En tant qu'historienne de l'art, quel regard portez-vous sur cette "Vierge voilée" ?

Quand je regarde cette œuvre de Strazza, je ne peux quand même pas oublier qu’il s’agit d’une sculpture religieuse. Je ne sais pas grand chose de l’œuvre. Je pense malgré tout que c’est la Vierge Marie, même si on pourrait aussi penser qu’il s’agit d’une vierge, la virginité étant toujours un gage de pureté et de spiritualité. Qu’il s’agisse de la Vierge Marie ou d’une vierge, comme étaient vierges par exemple les vestales, il y a l’idée d’une pureté, d’un rapport au divin qui n’est pas entaché par la sensualité et la sexualité. La première chose qui frappe quand on regarde ce visage, c’est l'ambiguïté entre un souci de figurer la spiritualité par les yeux fermés, par ce qu’on devine d’émotion contenue, et le contraire qui est cette perturbation par les degrés divers de l’épaisseur du voile, qui crée comme une sorte de vague, de mouvance qui brouille l’image.

Que sait-on sur cette œuvre, et plus largement sur cet art de tailler des voiles dans le marbre ?

C'est une œuvre très caractéristique d’une tradition italienne qui remonte plutôt au XVIIIe siècle, et plus particulièrement à la tradition napolitaine, qui consiste à travailler, tailler de manière virtuose le marbre, et à jouer sur l'ambiguïté entre ce qui est révélé de la figure humaine et ce qui est dissimulé au regard. Si on veut vraiment en faire l’archéologie, c’est la tradition du "drapé mouillé" qu’on trouve déjà dans la sculpture grecque hellénistique. C’est un défi que se jettent les sculpteurs depuis toujours, car c’est une façon de travailler sur la figure humaine, la précision de son rendu anatomique, et sur son dévoilement au regard, qui est un jeu perpétuel de dissimulation et de révélation.
━━━━
# Consigne 1:
D'après l'extrait sur la Vierge voilée, à quelle tradition de la sculpture grecque hellénistique remonte l'art de tailler des voiles dans le marbre ?
# Consigne 2:
Expliquez, en vous appuyant sur l'extrait sur la Vierge voilée, pourquoi tailler des voiles dans le marbre constitue un défi que se lancent les sculpteurs depuis toujours.
# Consigne 3:
Recopiez le passage de l'extrait sur la Vierge voilée qui va de « Quand je regarde » jusqu'à « qui brouille l’image. ».
Les enregistrements ne servent à rien ici.
━━━━
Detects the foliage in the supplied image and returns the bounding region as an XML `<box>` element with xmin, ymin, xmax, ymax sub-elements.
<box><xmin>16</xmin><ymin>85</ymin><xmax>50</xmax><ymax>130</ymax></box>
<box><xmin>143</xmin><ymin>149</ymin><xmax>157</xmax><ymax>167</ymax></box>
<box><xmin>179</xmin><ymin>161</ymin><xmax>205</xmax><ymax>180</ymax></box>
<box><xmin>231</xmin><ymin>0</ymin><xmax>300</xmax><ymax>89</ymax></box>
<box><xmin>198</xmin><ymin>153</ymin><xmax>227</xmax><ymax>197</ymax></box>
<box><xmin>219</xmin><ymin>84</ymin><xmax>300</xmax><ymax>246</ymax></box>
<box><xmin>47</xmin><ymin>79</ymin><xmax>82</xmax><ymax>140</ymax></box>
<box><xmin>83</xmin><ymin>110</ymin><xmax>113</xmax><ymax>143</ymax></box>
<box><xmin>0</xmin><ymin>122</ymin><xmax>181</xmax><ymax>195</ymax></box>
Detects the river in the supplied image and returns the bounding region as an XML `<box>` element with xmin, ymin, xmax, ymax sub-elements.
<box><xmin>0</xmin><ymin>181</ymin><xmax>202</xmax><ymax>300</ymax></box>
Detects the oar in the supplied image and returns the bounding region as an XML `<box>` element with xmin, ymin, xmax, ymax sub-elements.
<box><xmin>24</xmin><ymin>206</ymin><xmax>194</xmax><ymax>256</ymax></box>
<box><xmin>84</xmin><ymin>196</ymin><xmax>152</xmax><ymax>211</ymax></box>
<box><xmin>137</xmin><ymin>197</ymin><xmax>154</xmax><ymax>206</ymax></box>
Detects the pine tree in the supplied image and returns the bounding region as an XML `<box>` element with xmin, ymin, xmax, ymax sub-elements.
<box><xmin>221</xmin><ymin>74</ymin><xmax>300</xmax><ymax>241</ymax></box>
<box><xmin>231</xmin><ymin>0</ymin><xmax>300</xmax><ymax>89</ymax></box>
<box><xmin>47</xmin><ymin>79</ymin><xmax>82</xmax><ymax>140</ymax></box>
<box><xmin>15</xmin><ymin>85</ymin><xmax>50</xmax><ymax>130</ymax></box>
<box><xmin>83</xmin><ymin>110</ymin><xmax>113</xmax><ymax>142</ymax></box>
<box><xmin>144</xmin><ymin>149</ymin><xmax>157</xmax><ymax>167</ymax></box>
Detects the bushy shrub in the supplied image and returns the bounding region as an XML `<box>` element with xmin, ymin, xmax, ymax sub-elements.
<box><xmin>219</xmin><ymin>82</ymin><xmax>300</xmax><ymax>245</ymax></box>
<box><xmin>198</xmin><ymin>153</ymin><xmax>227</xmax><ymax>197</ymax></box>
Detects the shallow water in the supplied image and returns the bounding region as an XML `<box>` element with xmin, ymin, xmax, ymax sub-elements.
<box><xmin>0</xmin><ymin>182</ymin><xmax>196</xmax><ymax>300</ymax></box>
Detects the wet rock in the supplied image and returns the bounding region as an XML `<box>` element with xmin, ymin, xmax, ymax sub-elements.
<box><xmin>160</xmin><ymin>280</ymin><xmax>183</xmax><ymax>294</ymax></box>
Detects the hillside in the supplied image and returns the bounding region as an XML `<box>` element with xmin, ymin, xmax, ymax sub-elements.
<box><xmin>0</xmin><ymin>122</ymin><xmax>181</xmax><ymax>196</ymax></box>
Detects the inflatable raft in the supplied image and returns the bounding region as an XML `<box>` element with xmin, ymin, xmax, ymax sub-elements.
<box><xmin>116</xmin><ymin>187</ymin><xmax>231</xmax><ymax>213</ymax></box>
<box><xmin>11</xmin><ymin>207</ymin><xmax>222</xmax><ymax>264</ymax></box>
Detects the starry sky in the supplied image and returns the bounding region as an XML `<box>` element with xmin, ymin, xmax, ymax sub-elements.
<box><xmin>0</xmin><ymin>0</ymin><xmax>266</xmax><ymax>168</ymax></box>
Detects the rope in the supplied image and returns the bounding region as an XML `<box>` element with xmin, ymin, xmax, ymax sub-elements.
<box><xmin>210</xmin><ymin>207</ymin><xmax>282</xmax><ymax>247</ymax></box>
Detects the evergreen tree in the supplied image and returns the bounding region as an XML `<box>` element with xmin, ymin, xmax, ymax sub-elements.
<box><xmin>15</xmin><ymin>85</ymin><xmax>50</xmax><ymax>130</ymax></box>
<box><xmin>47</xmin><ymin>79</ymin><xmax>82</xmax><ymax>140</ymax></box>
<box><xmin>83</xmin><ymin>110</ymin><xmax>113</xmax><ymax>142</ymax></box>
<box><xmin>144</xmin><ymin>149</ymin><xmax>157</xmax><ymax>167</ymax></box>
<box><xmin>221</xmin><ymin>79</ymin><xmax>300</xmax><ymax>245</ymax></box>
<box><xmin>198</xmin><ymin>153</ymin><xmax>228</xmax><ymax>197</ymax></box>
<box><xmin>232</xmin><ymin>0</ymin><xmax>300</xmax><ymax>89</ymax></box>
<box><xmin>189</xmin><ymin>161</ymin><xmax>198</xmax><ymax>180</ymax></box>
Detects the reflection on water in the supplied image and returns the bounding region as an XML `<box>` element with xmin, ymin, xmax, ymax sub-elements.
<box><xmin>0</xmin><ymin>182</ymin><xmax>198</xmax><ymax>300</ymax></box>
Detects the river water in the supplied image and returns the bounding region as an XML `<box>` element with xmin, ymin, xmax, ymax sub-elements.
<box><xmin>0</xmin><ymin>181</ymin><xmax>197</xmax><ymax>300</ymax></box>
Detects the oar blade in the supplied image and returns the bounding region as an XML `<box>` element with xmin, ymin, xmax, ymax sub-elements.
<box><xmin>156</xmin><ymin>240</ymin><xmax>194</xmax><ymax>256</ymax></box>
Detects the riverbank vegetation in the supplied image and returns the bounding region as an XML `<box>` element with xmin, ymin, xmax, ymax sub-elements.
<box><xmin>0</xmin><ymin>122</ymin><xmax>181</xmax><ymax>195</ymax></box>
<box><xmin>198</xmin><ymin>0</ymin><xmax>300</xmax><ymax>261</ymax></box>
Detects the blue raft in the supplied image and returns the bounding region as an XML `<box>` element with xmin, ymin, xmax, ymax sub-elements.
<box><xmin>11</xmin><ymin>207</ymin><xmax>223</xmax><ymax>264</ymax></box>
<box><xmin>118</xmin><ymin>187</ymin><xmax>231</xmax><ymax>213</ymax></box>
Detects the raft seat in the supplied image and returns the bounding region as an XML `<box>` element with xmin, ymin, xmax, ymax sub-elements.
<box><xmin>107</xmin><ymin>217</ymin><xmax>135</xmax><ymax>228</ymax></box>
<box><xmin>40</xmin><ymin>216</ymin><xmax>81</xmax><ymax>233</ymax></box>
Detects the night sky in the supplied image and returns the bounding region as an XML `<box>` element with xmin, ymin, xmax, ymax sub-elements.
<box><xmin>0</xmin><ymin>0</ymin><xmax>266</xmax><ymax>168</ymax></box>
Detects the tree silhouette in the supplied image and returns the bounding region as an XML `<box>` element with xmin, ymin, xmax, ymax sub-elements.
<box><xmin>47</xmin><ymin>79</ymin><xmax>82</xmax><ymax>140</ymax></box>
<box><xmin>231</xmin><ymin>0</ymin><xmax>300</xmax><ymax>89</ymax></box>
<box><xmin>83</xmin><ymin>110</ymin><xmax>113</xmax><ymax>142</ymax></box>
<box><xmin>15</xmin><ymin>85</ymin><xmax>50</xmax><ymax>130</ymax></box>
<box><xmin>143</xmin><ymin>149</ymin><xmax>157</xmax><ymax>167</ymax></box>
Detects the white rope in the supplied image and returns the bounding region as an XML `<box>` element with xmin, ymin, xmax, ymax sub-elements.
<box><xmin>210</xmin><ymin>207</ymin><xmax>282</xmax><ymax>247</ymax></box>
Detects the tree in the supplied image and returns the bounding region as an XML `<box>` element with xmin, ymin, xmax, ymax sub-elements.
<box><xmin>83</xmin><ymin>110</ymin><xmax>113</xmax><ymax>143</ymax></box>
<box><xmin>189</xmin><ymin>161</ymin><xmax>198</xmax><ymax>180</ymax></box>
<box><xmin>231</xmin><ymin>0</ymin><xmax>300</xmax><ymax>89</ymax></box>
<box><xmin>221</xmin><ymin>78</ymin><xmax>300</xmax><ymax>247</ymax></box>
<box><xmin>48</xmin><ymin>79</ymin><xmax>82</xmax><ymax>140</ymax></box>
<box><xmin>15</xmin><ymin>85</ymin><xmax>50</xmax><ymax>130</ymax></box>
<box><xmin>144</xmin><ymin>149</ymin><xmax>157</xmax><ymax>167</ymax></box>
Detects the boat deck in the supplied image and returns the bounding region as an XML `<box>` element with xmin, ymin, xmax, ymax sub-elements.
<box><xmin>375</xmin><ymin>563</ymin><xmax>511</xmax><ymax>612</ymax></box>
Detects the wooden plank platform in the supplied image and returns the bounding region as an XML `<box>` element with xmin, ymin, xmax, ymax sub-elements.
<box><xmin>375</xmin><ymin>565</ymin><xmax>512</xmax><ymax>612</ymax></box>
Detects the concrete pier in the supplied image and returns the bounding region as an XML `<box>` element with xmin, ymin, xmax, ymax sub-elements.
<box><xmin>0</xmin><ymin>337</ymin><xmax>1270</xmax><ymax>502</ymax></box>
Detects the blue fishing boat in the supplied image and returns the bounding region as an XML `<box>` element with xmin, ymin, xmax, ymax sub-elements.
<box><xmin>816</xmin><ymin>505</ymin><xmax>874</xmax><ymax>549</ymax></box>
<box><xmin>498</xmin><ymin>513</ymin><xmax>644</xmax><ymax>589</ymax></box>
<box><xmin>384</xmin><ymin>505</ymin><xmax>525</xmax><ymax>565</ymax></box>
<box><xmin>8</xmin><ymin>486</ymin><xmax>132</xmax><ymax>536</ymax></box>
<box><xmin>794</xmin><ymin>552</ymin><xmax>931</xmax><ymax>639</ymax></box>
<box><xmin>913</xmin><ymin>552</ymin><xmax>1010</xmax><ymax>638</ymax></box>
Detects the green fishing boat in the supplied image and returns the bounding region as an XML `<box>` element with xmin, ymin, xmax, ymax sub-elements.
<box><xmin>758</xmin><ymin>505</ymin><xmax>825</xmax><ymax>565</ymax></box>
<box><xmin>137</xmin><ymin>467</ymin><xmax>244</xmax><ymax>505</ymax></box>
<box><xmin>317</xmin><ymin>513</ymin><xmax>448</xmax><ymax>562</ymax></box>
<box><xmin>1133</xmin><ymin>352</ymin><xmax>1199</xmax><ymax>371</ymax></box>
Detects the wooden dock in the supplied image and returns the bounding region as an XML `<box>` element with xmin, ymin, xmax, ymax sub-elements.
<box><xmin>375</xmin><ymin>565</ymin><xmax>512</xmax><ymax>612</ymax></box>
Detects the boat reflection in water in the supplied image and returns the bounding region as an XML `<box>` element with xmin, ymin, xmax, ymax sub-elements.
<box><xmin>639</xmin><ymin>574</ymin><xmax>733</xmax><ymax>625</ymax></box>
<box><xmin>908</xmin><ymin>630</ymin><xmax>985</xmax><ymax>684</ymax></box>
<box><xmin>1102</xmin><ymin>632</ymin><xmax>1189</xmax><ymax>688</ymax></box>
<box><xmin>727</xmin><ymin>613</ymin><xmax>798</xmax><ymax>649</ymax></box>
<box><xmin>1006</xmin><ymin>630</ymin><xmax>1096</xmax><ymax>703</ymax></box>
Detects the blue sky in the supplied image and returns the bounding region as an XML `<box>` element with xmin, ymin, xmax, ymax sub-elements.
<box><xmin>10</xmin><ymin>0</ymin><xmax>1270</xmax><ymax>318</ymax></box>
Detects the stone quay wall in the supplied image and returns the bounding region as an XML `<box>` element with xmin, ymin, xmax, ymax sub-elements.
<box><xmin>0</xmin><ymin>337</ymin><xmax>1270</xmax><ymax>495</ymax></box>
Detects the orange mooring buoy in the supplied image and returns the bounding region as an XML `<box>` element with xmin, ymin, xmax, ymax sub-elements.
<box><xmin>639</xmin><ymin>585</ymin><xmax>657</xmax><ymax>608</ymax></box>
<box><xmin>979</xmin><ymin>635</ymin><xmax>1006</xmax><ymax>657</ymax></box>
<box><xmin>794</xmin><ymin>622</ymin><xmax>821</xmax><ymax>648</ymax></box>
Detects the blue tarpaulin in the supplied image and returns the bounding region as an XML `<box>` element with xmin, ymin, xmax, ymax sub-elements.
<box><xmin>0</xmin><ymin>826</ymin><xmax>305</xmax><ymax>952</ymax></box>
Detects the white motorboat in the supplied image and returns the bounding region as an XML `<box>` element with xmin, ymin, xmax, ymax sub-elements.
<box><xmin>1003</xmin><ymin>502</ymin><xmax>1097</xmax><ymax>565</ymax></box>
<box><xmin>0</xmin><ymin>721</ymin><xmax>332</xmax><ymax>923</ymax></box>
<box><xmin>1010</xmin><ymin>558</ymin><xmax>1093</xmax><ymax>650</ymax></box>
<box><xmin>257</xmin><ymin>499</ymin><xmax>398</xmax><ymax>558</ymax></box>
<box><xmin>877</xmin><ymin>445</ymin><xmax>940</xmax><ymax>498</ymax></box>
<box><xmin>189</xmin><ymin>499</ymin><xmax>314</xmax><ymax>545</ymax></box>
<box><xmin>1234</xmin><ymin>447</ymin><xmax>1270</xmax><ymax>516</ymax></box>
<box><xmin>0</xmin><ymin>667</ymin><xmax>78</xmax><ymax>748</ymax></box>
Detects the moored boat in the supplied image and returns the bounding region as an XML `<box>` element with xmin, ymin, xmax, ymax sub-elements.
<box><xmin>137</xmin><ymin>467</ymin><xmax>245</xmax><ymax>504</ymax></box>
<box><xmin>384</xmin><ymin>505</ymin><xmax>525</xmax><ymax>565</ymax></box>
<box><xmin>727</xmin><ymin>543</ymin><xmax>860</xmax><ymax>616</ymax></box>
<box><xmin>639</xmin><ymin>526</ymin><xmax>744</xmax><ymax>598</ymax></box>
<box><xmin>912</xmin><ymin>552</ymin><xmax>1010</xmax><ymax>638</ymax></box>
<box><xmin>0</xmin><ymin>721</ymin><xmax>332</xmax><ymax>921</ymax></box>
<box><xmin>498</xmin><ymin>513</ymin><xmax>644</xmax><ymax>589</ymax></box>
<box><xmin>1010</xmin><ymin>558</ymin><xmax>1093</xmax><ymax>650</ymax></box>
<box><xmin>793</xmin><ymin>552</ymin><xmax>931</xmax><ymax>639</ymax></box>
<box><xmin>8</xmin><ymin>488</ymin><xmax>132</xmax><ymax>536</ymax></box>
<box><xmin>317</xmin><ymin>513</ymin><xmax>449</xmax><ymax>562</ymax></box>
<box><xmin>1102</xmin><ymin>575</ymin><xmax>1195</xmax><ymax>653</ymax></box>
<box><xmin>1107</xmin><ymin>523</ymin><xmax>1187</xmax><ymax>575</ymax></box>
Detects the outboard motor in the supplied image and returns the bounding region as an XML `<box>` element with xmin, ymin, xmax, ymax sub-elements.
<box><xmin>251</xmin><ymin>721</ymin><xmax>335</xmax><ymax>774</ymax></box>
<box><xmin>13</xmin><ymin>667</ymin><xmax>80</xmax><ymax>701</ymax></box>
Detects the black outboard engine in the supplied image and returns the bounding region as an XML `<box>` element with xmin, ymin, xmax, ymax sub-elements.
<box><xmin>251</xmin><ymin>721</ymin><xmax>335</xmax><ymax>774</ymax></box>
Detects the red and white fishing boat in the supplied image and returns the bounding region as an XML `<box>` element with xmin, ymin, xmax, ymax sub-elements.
━━━━
# Corrigé détaillé 1:
À la tradition du « drapé mouillé ».

# Corrigé détaillé 2:
C'est une façon de travailler sur la figure humaine, sur la précision de son rendu anatomique et sur son dévoilement au regard. Ce dévoilement forme un jeu perpétuel de dissimulation et de révélation.

# Corrigé détaillé 3:
Quand je regarde cette œuvre de Strazza, je ne peux quand même pas oublier qu’il s’agit d’une sculpture religieuse. Je ne sais pas grand chose de l’œuvre. Je pense malgré tout que c’est la Vierge Marie, même si on pourrait aussi penser qu’il s’agit d’une vierge, la virginité étant toujours un gage de pureté et de spiritualité. Qu’il s’agisse de la Vierge Marie ou d’une vierge, comme étaient vierges par exemple les vestales, il y a l’idée d’une pureté, d’un rapport au divin qui n’est pas entaché par la sensualité et la sexualité. La première chose qui frappe quand on regarde ce visage, c’est l'ambiguïté entre un souci de figurer la spiritualité par les yeux fermés, par ce qu’on devine d’émotion contenue, et le contraire qui est cette perturbation par les degrés divers de l’épaisseur du voile, qui crée comme une sorte de vague, de mouvance qui brouille l’image.